STATED TASK - In the records below, quote word for word every line from the line with "Mark the region of each instance of the **lit" to the line with "[[169,49],[172,8],[168,0],[162,0],[156,4],[156,27],[159,50]]", including both of those lines. Leave the pictures out of your answer.

── EXERCISE DATA

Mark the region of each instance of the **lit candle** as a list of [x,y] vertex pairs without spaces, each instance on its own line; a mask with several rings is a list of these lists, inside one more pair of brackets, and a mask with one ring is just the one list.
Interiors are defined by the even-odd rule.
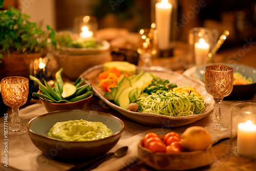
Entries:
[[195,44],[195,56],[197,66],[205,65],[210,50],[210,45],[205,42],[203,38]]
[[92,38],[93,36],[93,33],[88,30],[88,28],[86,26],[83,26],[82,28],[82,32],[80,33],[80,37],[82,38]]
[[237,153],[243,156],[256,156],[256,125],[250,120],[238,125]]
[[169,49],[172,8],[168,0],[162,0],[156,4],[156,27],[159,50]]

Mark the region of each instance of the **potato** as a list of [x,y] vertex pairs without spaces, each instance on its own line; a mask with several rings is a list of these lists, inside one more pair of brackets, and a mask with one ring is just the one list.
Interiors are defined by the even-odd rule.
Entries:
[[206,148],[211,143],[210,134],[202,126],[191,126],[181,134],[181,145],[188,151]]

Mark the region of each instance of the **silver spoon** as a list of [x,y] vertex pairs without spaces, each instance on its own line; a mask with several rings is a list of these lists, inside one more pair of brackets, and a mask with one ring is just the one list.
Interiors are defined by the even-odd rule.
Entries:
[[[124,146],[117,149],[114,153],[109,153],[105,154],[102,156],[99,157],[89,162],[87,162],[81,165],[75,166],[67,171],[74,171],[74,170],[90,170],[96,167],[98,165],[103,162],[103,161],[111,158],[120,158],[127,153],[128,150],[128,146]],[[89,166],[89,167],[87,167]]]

────
── EXERCISE DATA

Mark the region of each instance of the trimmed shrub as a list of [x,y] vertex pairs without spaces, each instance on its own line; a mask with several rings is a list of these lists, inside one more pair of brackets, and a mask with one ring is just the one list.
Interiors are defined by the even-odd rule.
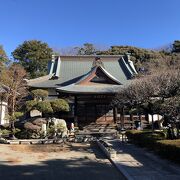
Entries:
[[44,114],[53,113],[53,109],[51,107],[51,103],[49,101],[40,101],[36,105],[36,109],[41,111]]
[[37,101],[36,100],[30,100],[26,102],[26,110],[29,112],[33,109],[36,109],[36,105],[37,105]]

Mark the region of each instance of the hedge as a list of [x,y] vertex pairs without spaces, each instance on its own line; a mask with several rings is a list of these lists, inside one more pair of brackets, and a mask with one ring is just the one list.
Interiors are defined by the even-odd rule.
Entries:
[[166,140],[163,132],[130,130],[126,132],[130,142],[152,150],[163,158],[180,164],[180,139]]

────

ANSWER TO THE EXERCISE -
Mark the region of each instance of the **lit candle** as a list of [x,y] vertex pairs without spaces, each instance on its own line; a mask with several rings is a list of these lists, inside one more pair of brackets, and a mask with one ring is just the one list.
Interiors are defined by the even-odd rule.
Entries:
[[195,44],[195,56],[197,66],[205,65],[210,50],[210,45],[205,42],[203,38]]
[[92,38],[93,36],[93,33],[88,30],[88,28],[86,26],[83,26],[82,28],[82,32],[80,33],[80,37],[82,38]]
[[237,153],[243,156],[256,156],[256,125],[250,120],[238,125]]
[[169,49],[172,8],[168,0],[162,0],[156,4],[156,27],[159,50]]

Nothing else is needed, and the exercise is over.